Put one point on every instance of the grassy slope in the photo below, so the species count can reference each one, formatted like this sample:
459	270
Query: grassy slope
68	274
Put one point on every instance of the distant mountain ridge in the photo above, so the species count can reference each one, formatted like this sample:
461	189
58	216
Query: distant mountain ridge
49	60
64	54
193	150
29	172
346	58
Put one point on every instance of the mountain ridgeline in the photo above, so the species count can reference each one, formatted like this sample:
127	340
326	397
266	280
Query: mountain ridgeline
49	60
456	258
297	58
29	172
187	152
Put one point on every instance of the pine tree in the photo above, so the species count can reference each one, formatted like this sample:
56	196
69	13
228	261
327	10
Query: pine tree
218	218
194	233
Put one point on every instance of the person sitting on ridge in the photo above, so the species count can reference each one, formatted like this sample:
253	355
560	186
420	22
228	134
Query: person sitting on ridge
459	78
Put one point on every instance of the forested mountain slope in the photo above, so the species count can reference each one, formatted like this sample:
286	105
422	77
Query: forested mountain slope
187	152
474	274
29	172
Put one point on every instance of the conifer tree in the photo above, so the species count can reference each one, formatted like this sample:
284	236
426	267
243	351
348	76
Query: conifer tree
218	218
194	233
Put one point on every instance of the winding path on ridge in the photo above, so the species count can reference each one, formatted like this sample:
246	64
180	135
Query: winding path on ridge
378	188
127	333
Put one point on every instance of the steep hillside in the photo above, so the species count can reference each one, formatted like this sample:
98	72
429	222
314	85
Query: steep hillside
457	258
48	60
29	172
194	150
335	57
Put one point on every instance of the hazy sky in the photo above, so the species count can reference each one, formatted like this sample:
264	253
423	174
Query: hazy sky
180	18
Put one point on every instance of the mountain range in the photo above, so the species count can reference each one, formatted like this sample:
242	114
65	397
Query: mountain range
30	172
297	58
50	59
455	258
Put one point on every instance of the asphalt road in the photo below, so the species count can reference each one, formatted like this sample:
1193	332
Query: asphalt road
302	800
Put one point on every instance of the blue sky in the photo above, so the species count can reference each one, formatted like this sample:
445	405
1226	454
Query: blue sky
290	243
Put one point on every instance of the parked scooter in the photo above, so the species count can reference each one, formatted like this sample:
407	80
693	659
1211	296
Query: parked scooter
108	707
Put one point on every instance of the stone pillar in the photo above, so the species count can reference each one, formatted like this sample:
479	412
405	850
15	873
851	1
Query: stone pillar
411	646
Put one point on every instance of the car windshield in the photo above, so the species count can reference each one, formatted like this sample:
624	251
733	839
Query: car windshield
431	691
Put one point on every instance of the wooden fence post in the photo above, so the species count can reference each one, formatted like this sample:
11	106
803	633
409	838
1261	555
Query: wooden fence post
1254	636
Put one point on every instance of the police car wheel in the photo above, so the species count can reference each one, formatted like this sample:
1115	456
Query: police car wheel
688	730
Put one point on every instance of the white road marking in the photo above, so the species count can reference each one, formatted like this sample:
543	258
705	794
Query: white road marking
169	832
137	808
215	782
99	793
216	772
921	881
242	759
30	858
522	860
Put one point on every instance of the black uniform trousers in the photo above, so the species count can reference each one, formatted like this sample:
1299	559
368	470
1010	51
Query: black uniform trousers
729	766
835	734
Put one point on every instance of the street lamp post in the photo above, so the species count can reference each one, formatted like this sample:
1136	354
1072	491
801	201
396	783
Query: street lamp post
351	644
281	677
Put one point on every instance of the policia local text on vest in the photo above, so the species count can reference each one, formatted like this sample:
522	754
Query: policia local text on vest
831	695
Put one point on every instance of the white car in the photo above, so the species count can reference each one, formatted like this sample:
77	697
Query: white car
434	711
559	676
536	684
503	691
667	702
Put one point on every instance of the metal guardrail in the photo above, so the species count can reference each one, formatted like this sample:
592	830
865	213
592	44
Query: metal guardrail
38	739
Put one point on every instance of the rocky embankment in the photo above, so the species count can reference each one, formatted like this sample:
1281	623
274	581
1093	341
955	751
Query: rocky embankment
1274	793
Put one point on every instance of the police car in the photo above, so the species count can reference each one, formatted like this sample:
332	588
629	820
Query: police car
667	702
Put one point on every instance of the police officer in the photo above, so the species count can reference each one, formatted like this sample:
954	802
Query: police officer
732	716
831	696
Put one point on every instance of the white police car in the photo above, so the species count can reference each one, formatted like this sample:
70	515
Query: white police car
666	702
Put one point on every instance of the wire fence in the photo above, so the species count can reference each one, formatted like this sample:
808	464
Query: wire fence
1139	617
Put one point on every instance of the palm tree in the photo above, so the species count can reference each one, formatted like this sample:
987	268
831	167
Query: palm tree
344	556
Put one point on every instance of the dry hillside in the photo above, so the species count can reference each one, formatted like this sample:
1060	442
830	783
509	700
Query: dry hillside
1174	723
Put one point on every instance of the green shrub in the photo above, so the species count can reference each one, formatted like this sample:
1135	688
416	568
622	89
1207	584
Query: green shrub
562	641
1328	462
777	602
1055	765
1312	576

• [Written exercise] Copy all of the material word for word.

• [Result of this task]
Put one point on every instance of the grassy slope in the photo below, so the species count can reference each one, formatted like this sample:
459	270
Query: grassy slope
68	274
Put one point on every instance of the distant mountain ridge in the photo above, so the species count can reference each one, formatted like this sample:
461	189
58	216
Query: distant mountain ridge
49	60
64	54
193	150
29	172
346	58
Put one point on every instance of the mountain ridgeline in the photo above, so the species count can reference each one, formatted like this sample:
127	340
326	397
266	280
Query: mountain ridgeline
49	60
456	258
297	58
29	172
187	152
Put one point on every instance of the pine tree in the photo above, so the species count can reference each one, formatted like this sample:
56	196
69	13
228	261
327	10
Query: pine tree
218	218
194	233
Put one point on every instance of the person sitting on ridge in the photo above, so the species count can reference each one, formatted like this sample:
253	355
560	186
420	22
228	134
Query: person sitting on ridge
459	78
Put one point on every instance of the forested mountain slope in the photo above, so the species count can reference each one, formatted like this sample:
286	105
422	77
Query: forested mountain slope
187	152
474	274
29	172
Put one point on every instance of the conifer tree in the photo above, so the species count can reference each one, formatted like this sample:
284	236
426	267
243	351
348	76
Query: conifer tree
218	218
194	233
Put one point on every instance of the winding path on ridge in the photo above, so the species count can reference each one, formatted like this sample:
246	64
180	135
Query: winding path on ridge
378	188
127	333
Put one point on every instance of the steep hillside in the photo above, so the species count can reference each one, formatted like this sample:
98	72
429	222
314	85
Query: steep hillside
457	258
48	60
29	172
194	150
335	57
Put one point on every instance of the hazy sky in the photo above, so the species count can reference each one, formatted like this sample:
264	253
423	174
Query: hazy sky
180	18
Put one point on every instance of the mountain range in the photo above, so the species count can reference each one, formatted like this sample:
242	114
65	397
Query: mountain range
30	172
297	58
50	59
455	258
Put one point on every instance of the asphalt road in the photo below, so the species count can reference each one, formatted like this sample:
1193	332
Query: asphalt road
302	800
Put one point on every instance of the blue sky in the photo above, so the species count can reference each one, formatted like this sample:
445	405
1226	454
Query: blue sky
290	243
Put one point on every instance of the parked scooter in the photo above, so the species count can reference each one, formatted like this sample:
407	80
693	659
1211	296
Query: parked scooter
108	707
Put one point on every instance of the stone pillar in the photo above, so the species count can reference each one, formatted like this sample:
479	412
405	850
15	873
851	1
Query: stone pillar
411	646
Put one point on every instance of the car windshield in the photo above, so the species count can reference each one, formatted like this sample:
624	251
733	839
Query: car windshield
431	691
Put one point on every instance of the wooden fence post in the photo above, so the species count can reference each one, formatted like this sample:
11	106
803	633
409	838
1261	555
Query: wooden fence post
1254	636
Put one point on every instance of the police car wheel in the photo above, so the species count can reference each one, formatted like this sample:
1115	456
Query: police car wheel
688	730
Put one point on every instance of the white road marking in the photo above, so the species count can reference each one, formatted like this sample:
543	258
705	794
Query: white road marking
169	832
137	808
215	782
99	793
216	772
921	881
242	759
30	858
522	860
Put one point on every instance of the black uniform trousers in the photo above, so the species count can reference each one, formatted like this sample:
1299	559
368	470
1010	51
Query: black uniform trousers
729	766
835	734
Put one point on every instance of the street lamp post in the photo above, so the species count can reference each one, formatted like this sample:
1136	354
1072	491
801	201
396	783
Query: street lamp post
351	644
281	677
Put one point on every instance of the policia local text on vest in the photo above, so the species count can reference each one, formatted like this sample:
522	754
Query: policia local text on vest
831	695
Put one point on every instance of the white car in the photo above, so the species count can reference each one, formatted like this sample:
77	697
Query: white car
434	711
559	676
536	684
503	691
667	702
Put one point on every instance of the metal guardrail in the photo above, so the species count can reference each one, formatted like this sample:
592	830
865	213
592	44
Query: metal guardrail
38	739
Put one point on every instance of the rocky embankment in the photo above, so the species count can reference each one, formatted like this sample:
1281	623
274	581
1093	341
955	751
Query: rocky embankment
1274	793
Put one point on every instance of the police car in the photo above, so the species count can reference each one, formatted like this sample:
332	588
629	820
Query: police car
667	702
Put one point on every instance of the police officer in the photo above, so the species count can reference each one, formatted like this sample:
954	802
Query: police officer
732	716
831	696
Put one point on every instance of the white police car in the photo above, so the species count can reference each one, formatted like this sample:
70	515
Query: white police car
666	702
Put one point on every instance of the wire fence in the photo above, so the species count can reference each one, formatted like this sample:
808	464
Query: wire fence
1139	617
Put one point on every instance of the palm tree in the photo above, so the species count can reference each one, formatted like this sample:
987	268
831	167
Query: palm tree
344	556
Put one point on every instance of the dry hillside in the photo above, so the species count can reference each one, formatted like this sample:
1060	442
830	783
509	700
Query: dry hillside
1174	723
Put one point on every instance of the green shrub in the photo above, so the species count can reference each one, formatted like this sample:
1135	688
416	568
622	89
1207	584
Query: green shrub
562	641
1328	462
777	602
1055	765
1312	576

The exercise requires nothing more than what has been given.